* _Your objective_: Turn every line of the items below into a JSON list of strings, one string per line, with blank lines omitted.

* _Stored data_:

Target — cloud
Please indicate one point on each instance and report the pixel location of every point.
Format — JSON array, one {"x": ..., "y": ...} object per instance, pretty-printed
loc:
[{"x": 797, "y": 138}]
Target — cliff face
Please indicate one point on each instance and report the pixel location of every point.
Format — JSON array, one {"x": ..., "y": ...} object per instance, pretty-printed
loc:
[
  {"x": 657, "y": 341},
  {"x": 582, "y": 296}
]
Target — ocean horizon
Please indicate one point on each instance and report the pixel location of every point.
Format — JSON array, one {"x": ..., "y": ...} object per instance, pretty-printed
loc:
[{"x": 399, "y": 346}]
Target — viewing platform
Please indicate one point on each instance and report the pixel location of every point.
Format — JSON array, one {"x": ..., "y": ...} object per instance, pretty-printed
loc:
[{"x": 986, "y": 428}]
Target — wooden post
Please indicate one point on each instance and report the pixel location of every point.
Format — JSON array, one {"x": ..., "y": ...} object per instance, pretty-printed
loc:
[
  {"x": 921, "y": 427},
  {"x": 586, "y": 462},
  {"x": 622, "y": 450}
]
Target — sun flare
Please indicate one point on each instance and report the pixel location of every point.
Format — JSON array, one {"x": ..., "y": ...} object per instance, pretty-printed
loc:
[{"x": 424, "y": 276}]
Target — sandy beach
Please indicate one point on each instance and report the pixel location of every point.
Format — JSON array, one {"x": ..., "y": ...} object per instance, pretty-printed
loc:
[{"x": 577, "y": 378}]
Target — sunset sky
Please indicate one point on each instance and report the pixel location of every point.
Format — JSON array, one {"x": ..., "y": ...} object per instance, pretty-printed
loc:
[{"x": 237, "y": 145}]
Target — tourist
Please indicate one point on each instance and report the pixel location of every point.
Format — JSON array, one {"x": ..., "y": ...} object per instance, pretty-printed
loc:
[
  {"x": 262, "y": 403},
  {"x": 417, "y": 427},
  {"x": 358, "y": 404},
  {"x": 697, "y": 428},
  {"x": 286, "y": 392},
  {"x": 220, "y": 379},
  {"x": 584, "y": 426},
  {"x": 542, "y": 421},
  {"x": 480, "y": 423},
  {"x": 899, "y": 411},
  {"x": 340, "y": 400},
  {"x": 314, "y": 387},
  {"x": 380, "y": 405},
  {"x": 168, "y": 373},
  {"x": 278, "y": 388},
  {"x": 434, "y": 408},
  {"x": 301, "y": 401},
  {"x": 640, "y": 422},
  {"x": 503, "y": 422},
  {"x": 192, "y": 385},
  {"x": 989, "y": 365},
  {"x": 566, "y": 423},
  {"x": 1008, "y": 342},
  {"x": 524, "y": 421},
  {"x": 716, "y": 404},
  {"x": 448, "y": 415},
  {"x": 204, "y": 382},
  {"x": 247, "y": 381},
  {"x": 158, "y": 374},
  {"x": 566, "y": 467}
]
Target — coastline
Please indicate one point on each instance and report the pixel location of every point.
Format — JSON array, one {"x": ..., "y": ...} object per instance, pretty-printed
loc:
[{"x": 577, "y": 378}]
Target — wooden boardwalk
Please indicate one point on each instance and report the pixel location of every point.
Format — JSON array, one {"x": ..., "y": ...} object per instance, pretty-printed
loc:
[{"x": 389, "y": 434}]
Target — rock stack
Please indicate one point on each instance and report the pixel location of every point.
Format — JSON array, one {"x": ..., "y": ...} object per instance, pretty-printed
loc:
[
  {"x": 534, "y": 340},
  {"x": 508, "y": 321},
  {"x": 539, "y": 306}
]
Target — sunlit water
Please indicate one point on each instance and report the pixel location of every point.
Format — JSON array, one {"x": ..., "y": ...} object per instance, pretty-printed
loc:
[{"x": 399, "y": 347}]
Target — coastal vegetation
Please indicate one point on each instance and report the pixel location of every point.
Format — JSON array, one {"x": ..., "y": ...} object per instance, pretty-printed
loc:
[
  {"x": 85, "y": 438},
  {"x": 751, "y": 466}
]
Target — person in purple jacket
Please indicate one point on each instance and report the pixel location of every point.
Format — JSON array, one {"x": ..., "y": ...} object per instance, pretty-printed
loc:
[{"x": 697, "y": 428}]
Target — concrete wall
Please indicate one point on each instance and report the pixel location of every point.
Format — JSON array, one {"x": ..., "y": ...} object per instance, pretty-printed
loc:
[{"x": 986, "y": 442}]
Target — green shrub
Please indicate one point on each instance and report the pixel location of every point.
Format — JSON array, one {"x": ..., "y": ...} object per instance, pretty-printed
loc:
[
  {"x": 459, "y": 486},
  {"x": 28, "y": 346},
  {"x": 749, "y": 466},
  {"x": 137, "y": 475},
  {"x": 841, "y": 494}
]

* _Solution below_:
[
  "Target — cloud",
  "Please indicate one point on each instance and report the pixel location of every point.",
  "Format — JSON array, one {\"x\": ..., \"y\": ...} object per instance, pretty-printed",
  "loc:",
  "[{\"x\": 797, \"y\": 138}]",
  "Target — cliff face",
  "Please indicate one point on each instance and report the pixel location of every point.",
  "Format — JSON array, one {\"x\": ..., \"y\": ...} object per instance, pretty-printed",
  "loc:",
  "[",
  "  {\"x\": 657, \"y\": 341},",
  "  {\"x\": 582, \"y\": 296}",
  "]",
  "Target — ocean horizon",
  "Please indicate one point on each instance and report the pixel location of every point.",
  "Format — JSON array, one {\"x\": ..., \"y\": ...} object per instance, pretty-printed",
  "loc:",
  "[{\"x\": 399, \"y\": 346}]",
  "Target — viewing platform",
  "Please indicate one point on each instance and report the pixel location of every point.",
  "Format — JSON array, one {\"x\": ..., \"y\": ...} object per instance, pretty-printed",
  "loc:",
  "[{\"x\": 986, \"y\": 428}]",
  "Target — wooden post",
  "Please indicate one point on each instance and report the pixel location of every point.",
  "Format — JSON array, one {\"x\": ..., \"y\": ...} object per instance, pretty-printed",
  "loc:",
  "[",
  "  {\"x\": 921, \"y\": 427},",
  "  {\"x\": 586, \"y\": 462},",
  "  {\"x\": 622, \"y\": 450}",
  "]",
  "Target — sun flare",
  "Please indicate one point on each instance and report the pixel location of every point.",
  "Format — JSON array, one {\"x\": ..., \"y\": ...} object per instance, pretty-printed",
  "loc:",
  "[{\"x\": 424, \"y\": 276}]",
  "Target — sandy beach",
  "Please indicate one point on each instance and report the pixel location of every point.",
  "Format — JSON array, one {\"x\": ..., \"y\": ...} object per instance, pretty-printed",
  "loc:",
  "[{\"x\": 577, \"y\": 378}]",
  "Target — sunset sky",
  "Please indicate one point on each instance and report the pixel location of every point.",
  "Format — JSON array, one {\"x\": ..., \"y\": ...} object per instance, pretty-printed",
  "loc:",
  "[{\"x\": 237, \"y\": 145}]",
  "Target — tourist",
  "Please indicate one point on each instance and report the pixel location of every point.",
  "Format — JSON array, one {\"x\": ..., \"y\": ...} object per instance, pretty-printed",
  "loc:",
  "[",
  "  {\"x\": 262, \"y\": 403},",
  "  {\"x\": 417, \"y\": 427},",
  "  {\"x\": 358, \"y\": 404},",
  "  {\"x\": 697, \"y\": 428},",
  "  {\"x\": 286, \"y\": 392},",
  "  {\"x\": 220, \"y\": 379},",
  "  {\"x\": 584, \"y\": 426},",
  "  {\"x\": 542, \"y\": 421},",
  "  {\"x\": 480, \"y\": 423},",
  "  {\"x\": 899, \"y\": 411},",
  "  {\"x\": 340, \"y\": 400},",
  "  {\"x\": 314, \"y\": 387},",
  "  {\"x\": 380, \"y\": 405},",
  "  {\"x\": 168, \"y\": 373},",
  "  {\"x\": 278, \"y\": 388},",
  "  {\"x\": 434, \"y\": 408},",
  "  {\"x\": 301, \"y\": 401},",
  "  {\"x\": 640, \"y\": 422},",
  "  {\"x\": 503, \"y\": 422},",
  "  {\"x\": 192, \"y\": 385},",
  "  {\"x\": 989, \"y\": 365},",
  "  {\"x\": 566, \"y\": 423},",
  "  {\"x\": 1008, \"y\": 342},",
  "  {\"x\": 524, \"y\": 421},",
  "  {\"x\": 716, \"y\": 404},",
  "  {\"x\": 448, \"y\": 415},",
  "  {\"x\": 204, \"y\": 382},",
  "  {\"x\": 247, \"y\": 381},",
  "  {\"x\": 158, \"y\": 374},",
  "  {\"x\": 566, \"y\": 467}",
  "]",
  "Target — coastline",
  "Please indicate one point on each instance and report the pixel location of every point.",
  "Format — JSON array, one {\"x\": ..., \"y\": ...} object per instance, pretty-printed",
  "loc:",
  "[{\"x\": 577, \"y\": 378}]",
  "Target — wooden boardwalk",
  "Please indicate one point on each instance and report the pixel location of every point.",
  "Format — JSON array, one {\"x\": ..., \"y\": ...} object per instance, pretty-printed",
  "loc:",
  "[{\"x\": 389, \"y\": 434}]",
  "Target — rock stack",
  "Please indicate one point on each instance and report the pixel location of every point.",
  "Format — JSON array, one {\"x\": ..., \"y\": ...} object per instance, pretty-printed",
  "loc:",
  "[",
  "  {\"x\": 534, \"y\": 340},",
  "  {\"x\": 508, \"y\": 321},",
  "  {\"x\": 539, \"y\": 306}",
  "]",
  "Target — sunlit water",
  "Please indicate one point on each instance and report the pixel location of every point.",
  "Format — JSON array, one {\"x\": ..., \"y\": ...} object per instance, pretty-printed",
  "loc:",
  "[{\"x\": 399, \"y\": 347}]",
  "Target — coastal vegetation",
  "Please indicate one point on each instance and report the pixel location of every point.",
  "Format — JSON array, one {\"x\": ..., \"y\": ...} object per instance, pretty-printed",
  "loc:",
  "[",
  "  {\"x\": 85, \"y\": 438},",
  "  {\"x\": 751, \"y\": 466}",
  "]",
  "Target — person in purple jacket",
  "Please indicate one point on each instance and report the pixel location of every point.",
  "Format — JSON array, one {\"x\": ..., \"y\": ...} object per instance, pretty-printed",
  "loc:",
  "[{\"x\": 697, \"y\": 428}]",
  "Target — concrete wall",
  "Please indicate one point on each instance and report the pixel location of every point.",
  "Format — JSON array, one {\"x\": ..., \"y\": ...} object per instance, pretty-printed",
  "loc:",
  "[{\"x\": 986, \"y\": 442}]",
  "Target — green shrub",
  "Please indicate one point on each instance and report the pixel location of every point.",
  "Format — JSON array, one {\"x\": ..., \"y\": ...} object per instance, pretty-printed",
  "loc:",
  "[",
  "  {\"x\": 459, \"y\": 486},",
  "  {\"x\": 28, \"y\": 346},",
  "  {\"x\": 749, \"y\": 466},",
  "  {\"x\": 137, \"y\": 475},",
  "  {\"x\": 841, \"y\": 494}",
  "]"
]